Exercise goal: Filter the listing for lines containing "orange".

Exercise material:
Start of Block

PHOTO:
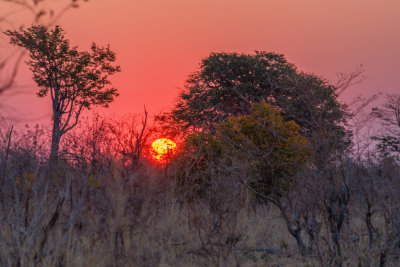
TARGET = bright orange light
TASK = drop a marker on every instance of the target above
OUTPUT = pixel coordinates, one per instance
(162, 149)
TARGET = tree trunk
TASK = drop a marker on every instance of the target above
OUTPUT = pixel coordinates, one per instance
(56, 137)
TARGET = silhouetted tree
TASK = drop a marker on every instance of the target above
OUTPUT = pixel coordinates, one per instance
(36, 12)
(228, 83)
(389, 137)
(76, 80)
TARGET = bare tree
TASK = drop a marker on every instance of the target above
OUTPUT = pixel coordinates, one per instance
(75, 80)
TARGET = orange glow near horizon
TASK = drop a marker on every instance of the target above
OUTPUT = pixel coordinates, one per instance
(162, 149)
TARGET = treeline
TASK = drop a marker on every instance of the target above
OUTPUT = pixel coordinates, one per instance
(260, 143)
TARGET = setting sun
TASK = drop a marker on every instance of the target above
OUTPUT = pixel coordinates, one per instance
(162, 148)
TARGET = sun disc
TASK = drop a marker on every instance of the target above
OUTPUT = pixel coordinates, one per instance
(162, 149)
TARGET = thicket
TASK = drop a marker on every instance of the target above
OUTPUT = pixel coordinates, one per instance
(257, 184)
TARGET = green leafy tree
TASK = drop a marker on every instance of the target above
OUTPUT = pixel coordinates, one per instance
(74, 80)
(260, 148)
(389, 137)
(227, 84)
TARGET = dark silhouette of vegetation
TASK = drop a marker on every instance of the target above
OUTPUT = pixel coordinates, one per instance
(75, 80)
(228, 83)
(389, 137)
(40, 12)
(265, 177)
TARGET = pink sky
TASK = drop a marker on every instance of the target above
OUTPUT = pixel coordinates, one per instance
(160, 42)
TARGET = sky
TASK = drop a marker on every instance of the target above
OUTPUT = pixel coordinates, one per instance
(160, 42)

End of Block

Output below:
TARGET = bright orange light
TARGET = orange glow near horizon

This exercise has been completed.